ACTION ITEM -
Retype the listing exactly. Leave out the images.

SUPPLIED RECORDS -
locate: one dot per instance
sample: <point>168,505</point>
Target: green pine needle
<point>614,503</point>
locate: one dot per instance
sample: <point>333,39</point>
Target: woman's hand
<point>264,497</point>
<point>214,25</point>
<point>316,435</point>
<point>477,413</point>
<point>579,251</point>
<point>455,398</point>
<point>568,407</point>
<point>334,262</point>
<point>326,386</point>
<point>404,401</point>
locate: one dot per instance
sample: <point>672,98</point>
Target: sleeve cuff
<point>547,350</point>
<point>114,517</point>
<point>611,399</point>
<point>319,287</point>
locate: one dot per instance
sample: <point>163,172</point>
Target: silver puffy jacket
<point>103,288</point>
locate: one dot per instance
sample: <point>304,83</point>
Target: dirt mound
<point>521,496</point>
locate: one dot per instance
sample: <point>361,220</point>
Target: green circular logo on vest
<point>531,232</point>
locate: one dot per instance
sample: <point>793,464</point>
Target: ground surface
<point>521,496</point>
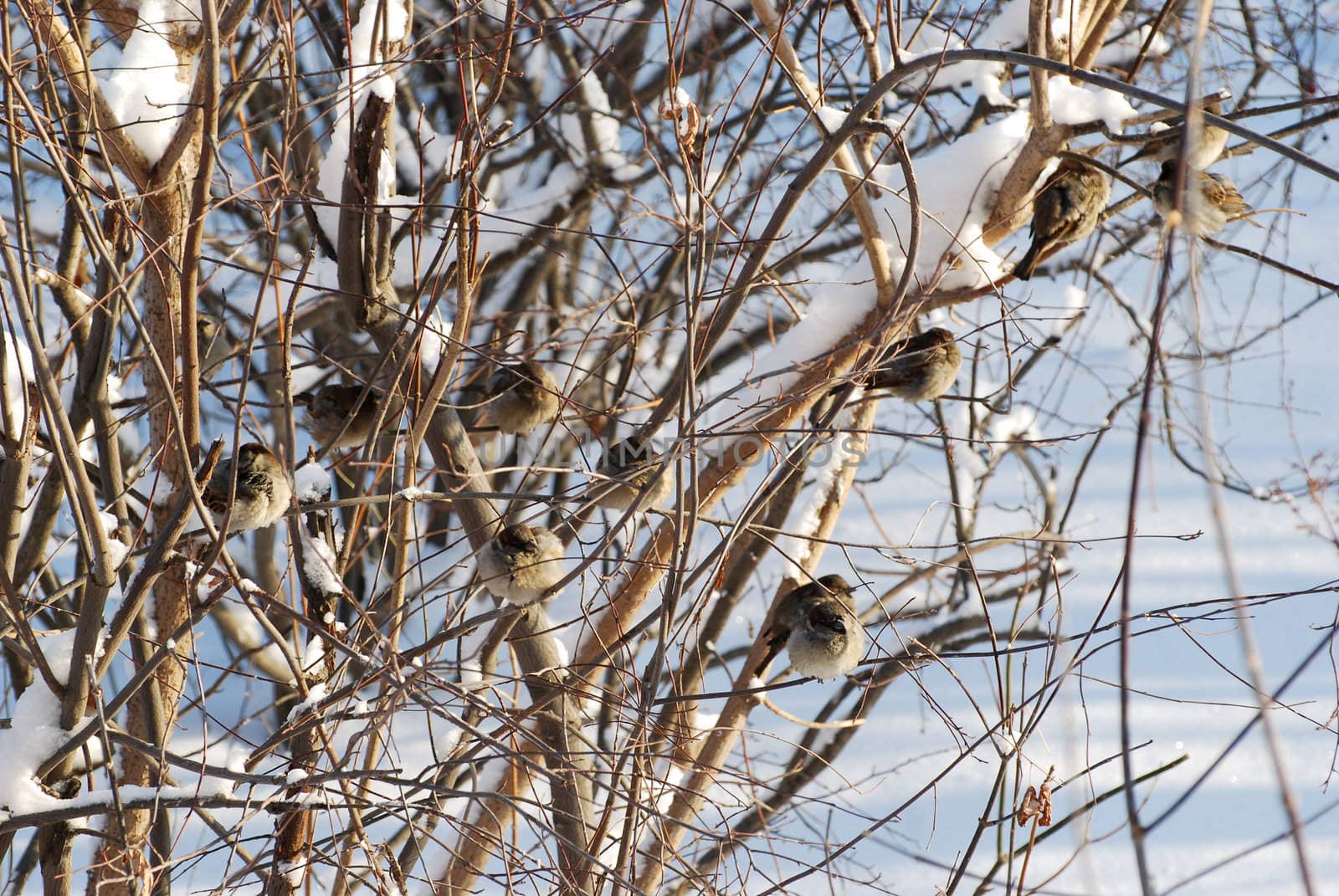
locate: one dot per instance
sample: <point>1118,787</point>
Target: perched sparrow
<point>328,414</point>
<point>1066,211</point>
<point>921,367</point>
<point>1211,200</point>
<point>631,466</point>
<point>1167,144</point>
<point>263,490</point>
<point>817,626</point>
<point>522,563</point>
<point>522,397</point>
<point>212,342</point>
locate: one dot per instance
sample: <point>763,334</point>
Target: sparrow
<point>1165,145</point>
<point>817,626</point>
<point>263,492</point>
<point>522,563</point>
<point>1066,211</point>
<point>921,367</point>
<point>1211,200</point>
<point>633,466</point>
<point>522,396</point>
<point>213,346</point>
<point>331,418</point>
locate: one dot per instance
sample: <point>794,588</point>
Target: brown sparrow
<point>213,346</point>
<point>1066,211</point>
<point>921,367</point>
<point>521,397</point>
<point>331,418</point>
<point>1211,200</point>
<point>522,563</point>
<point>817,626</point>
<point>263,492</point>
<point>633,466</point>
<point>1167,144</point>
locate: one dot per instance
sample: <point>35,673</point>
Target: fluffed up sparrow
<point>633,466</point>
<point>263,492</point>
<point>921,367</point>
<point>1165,145</point>
<point>817,626</point>
<point>213,346</point>
<point>1211,200</point>
<point>1066,211</point>
<point>521,397</point>
<point>331,418</point>
<point>522,563</point>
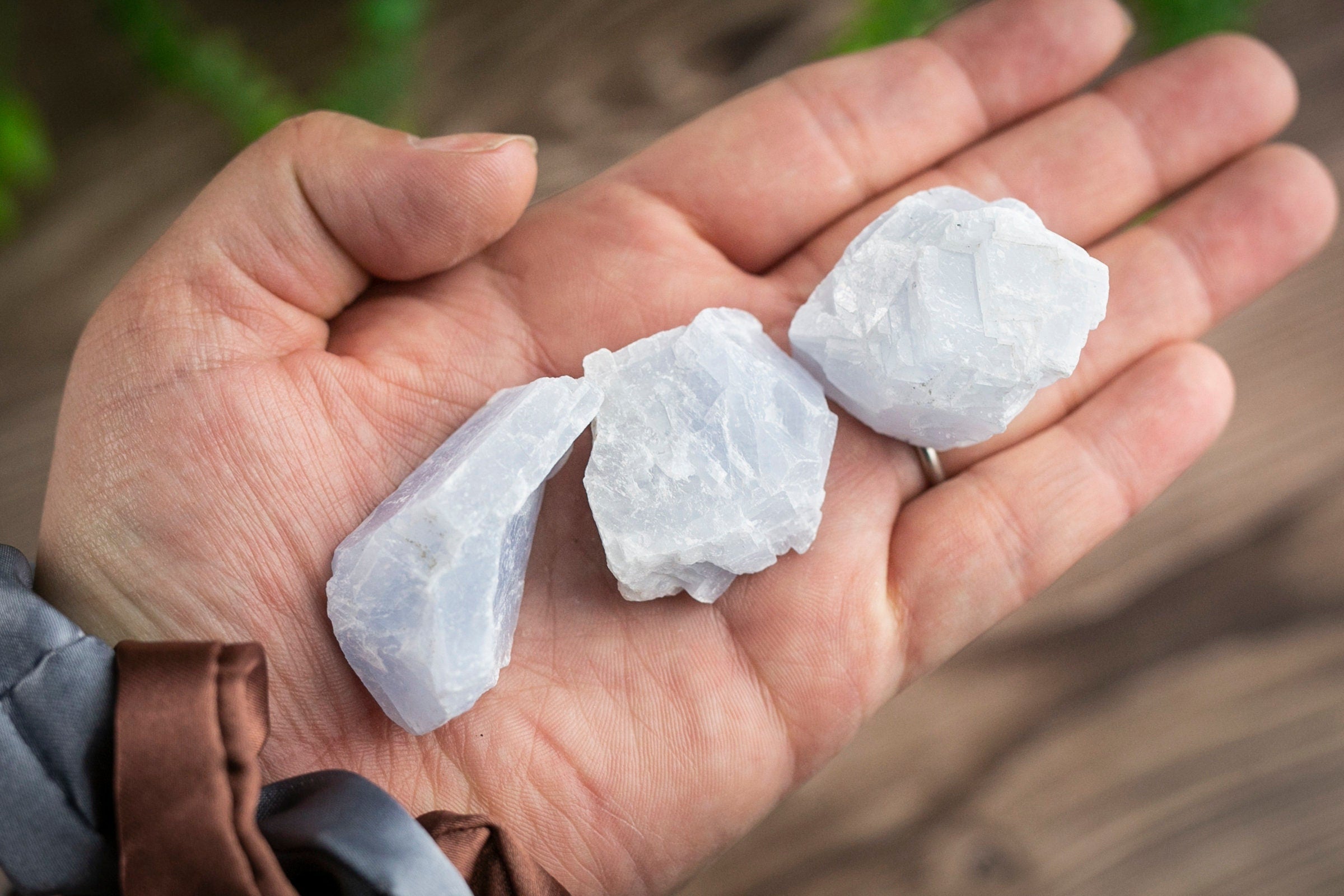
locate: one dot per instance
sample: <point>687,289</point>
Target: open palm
<point>340,298</point>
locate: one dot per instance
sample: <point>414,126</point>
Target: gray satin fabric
<point>340,833</point>
<point>57,689</point>
<point>334,832</point>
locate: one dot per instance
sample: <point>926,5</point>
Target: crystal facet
<point>710,456</point>
<point>424,595</point>
<point>946,315</point>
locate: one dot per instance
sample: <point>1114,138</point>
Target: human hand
<point>335,304</point>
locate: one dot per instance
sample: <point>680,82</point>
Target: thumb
<point>306,217</point>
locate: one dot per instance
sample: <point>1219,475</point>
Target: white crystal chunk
<point>946,315</point>
<point>424,595</point>
<point>710,456</point>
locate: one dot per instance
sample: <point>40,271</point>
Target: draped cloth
<point>190,725</point>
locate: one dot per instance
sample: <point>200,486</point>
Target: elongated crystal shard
<point>425,594</point>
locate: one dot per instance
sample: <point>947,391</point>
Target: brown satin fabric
<point>190,722</point>
<point>487,857</point>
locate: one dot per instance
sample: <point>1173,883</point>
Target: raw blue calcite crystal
<point>946,315</point>
<point>425,594</point>
<point>710,456</point>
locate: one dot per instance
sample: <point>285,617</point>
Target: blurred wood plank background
<point>1168,719</point>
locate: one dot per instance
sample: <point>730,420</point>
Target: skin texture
<point>340,298</point>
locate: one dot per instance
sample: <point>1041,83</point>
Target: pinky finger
<point>971,551</point>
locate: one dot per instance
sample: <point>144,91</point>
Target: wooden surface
<point>1168,719</point>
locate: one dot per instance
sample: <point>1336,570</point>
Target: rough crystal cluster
<point>946,315</point>
<point>710,456</point>
<point>424,595</point>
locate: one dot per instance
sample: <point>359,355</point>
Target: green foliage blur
<point>213,69</point>
<point>216,70</point>
<point>1166,23</point>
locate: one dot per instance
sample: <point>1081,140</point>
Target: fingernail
<point>469,143</point>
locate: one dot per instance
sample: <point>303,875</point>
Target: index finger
<point>765,171</point>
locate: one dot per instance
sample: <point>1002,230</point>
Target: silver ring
<point>932,465</point>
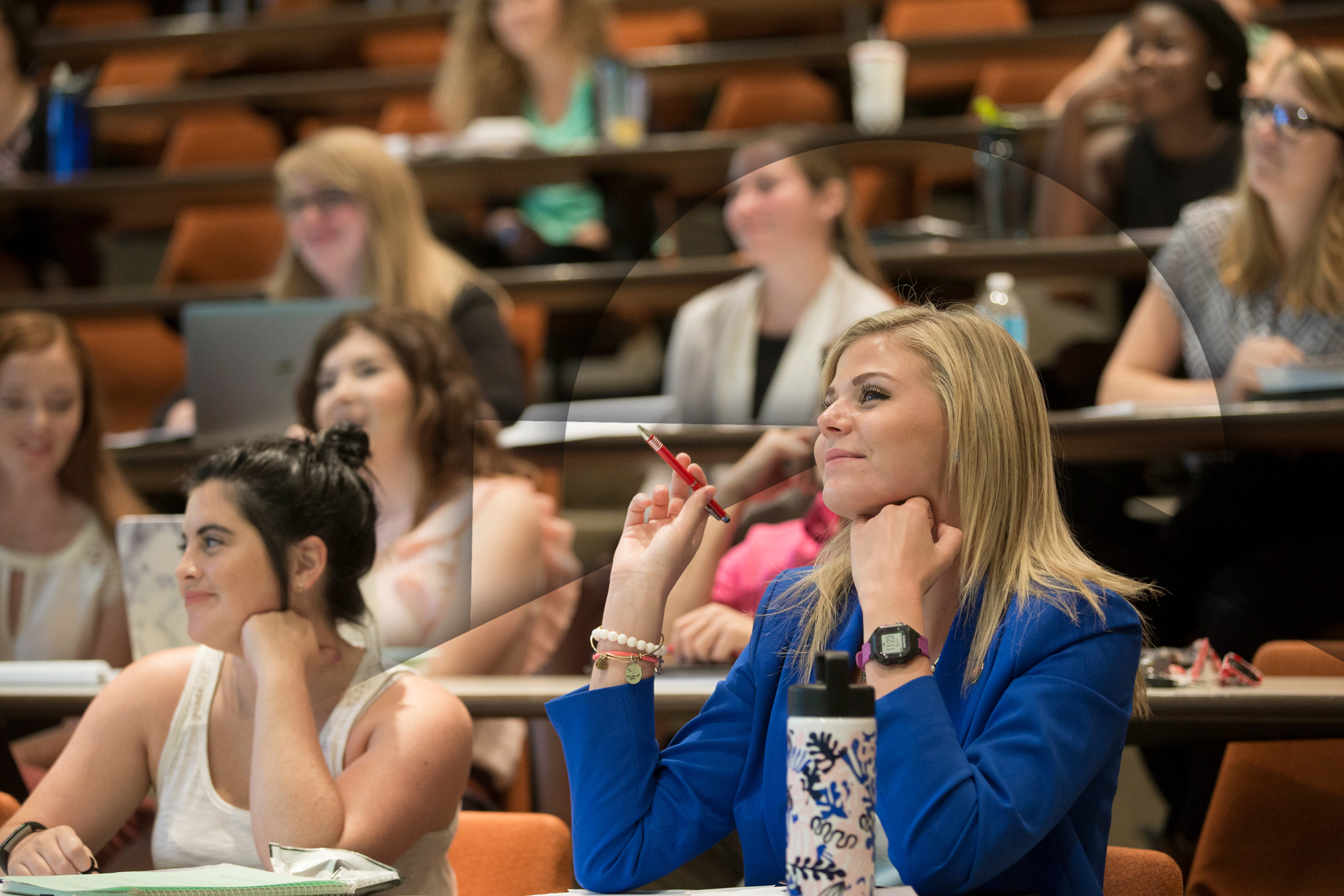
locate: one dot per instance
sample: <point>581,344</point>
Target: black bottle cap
<point>832,695</point>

FINAL ANSWER -
locate: one dot per instance
sample: <point>168,505</point>
Target: green pine needle
<point>614,503</point>
locate: one dot per instance
sample: <point>333,39</point>
Target: woman's hand
<point>264,497</point>
<point>214,25</point>
<point>316,435</point>
<point>477,413</point>
<point>579,251</point>
<point>455,398</point>
<point>568,407</point>
<point>334,262</point>
<point>326,386</point>
<point>404,401</point>
locate: one dot per instance
sample: <point>672,98</point>
Target: sleeve cuff
<point>547,350</point>
<point>114,517</point>
<point>611,399</point>
<point>319,287</point>
locate: one dot per instance
sample: <point>163,172</point>
Target: silver puffy jacket
<point>103,288</point>
locate: one dot per instance
sample: <point>304,83</point>
Target: dirt mound
<point>521,496</point>
locate: one dot per instance
sample: <point>361,220</point>
Target: green circular logo on vest
<point>531,232</point>
locate: one dot per instance
sample: <point>793,464</point>
Target: ground surface
<point>521,496</point>
locate: one dot per instance
sample: <point>1118,787</point>
Target: perched sparrow
<point>328,414</point>
<point>1066,211</point>
<point>921,367</point>
<point>1211,200</point>
<point>631,466</point>
<point>1167,144</point>
<point>263,490</point>
<point>817,626</point>
<point>522,563</point>
<point>522,397</point>
<point>212,342</point>
locate: one dot per instance
sample: <point>763,334</point>
Target: sparrow
<point>1165,145</point>
<point>817,626</point>
<point>263,492</point>
<point>522,563</point>
<point>1066,211</point>
<point>921,367</point>
<point>1211,200</point>
<point>633,466</point>
<point>522,396</point>
<point>213,346</point>
<point>331,418</point>
locate: one dot per instance
sample: <point>794,588</point>
Target: brown sparrow
<point>213,346</point>
<point>1066,211</point>
<point>921,367</point>
<point>521,397</point>
<point>331,418</point>
<point>1211,200</point>
<point>522,563</point>
<point>817,626</point>
<point>263,492</point>
<point>633,466</point>
<point>1167,144</point>
locate: one dot per instance
sample: <point>35,673</point>
Target: fluffed up sparrow
<point>633,466</point>
<point>263,492</point>
<point>921,367</point>
<point>1165,145</point>
<point>817,626</point>
<point>213,346</point>
<point>1211,200</point>
<point>1066,211</point>
<point>521,397</point>
<point>331,418</point>
<point>522,563</point>
locate: one dot per instance
sample: <point>687,289</point>
Target: open palm
<point>340,298</point>
locate: one dot per instance
sample: <point>414,126</point>
Target: gray satin fabric
<point>340,833</point>
<point>57,689</point>
<point>334,832</point>
locate: one dot per instance
sample: <point>926,5</point>
Target: crystal facet
<point>710,456</point>
<point>424,595</point>
<point>946,315</point>
locate: one dot per instance
sample: <point>1114,138</point>
Target: human hand
<point>335,304</point>
locate: one dot per instance
sample: <point>680,82</point>
Target: thumb
<point>306,217</point>
locate: one dot per instance
sample: <point>1219,475</point>
Target: white crystal chunk
<point>946,315</point>
<point>424,595</point>
<point>710,456</point>
locate: one dot per instance
sample: <point>40,271</point>
Target: draped cloth
<point>190,725</point>
locate: one dot per instance
sample: <point>200,486</point>
Target: elongated crystal shard
<point>425,594</point>
locate: one dot per instance
sample: <point>947,391</point>
Target: brown satin fabric
<point>190,722</point>
<point>487,857</point>
locate: one dot per instance
sample: <point>1173,883</point>
Target: raw blue calcite crystal
<point>946,315</point>
<point>425,594</point>
<point>710,456</point>
locate: one dot per instance
sample: <point>285,617</point>
Target: blurred wood plank background
<point>1168,719</point>
locate: one dot per instance
sample: <point>730,420</point>
Target: skin texture
<point>340,298</point>
locate: one dot per instance
sample: <point>1041,83</point>
Target: pinky finger
<point>971,551</point>
locate: one dot per instance
sample: <point>144,91</point>
Target: wooden surface
<point>1168,719</point>
locate: one dot per instance
sample: <point>1336,570</point>
Target: rough crystal cluster
<point>946,315</point>
<point>710,456</point>
<point>424,595</point>
locate: one dot per instance
sample: <point>359,355</point>
Target: green foliage blur
<point>213,69</point>
<point>216,70</point>
<point>1166,23</point>
locate: one dot per instance
sample: <point>1081,140</point>
Target: fingernail
<point>469,143</point>
locate: one dot per instance
sample: <point>303,875</point>
Target: index finger
<point>765,171</point>
locate: one dot per instance
sample: <point>1002,230</point>
Target: silver ring
<point>932,465</point>
locate: one dot per instance
sample: <point>581,344</point>
Target: black bottle cap
<point>832,695</point>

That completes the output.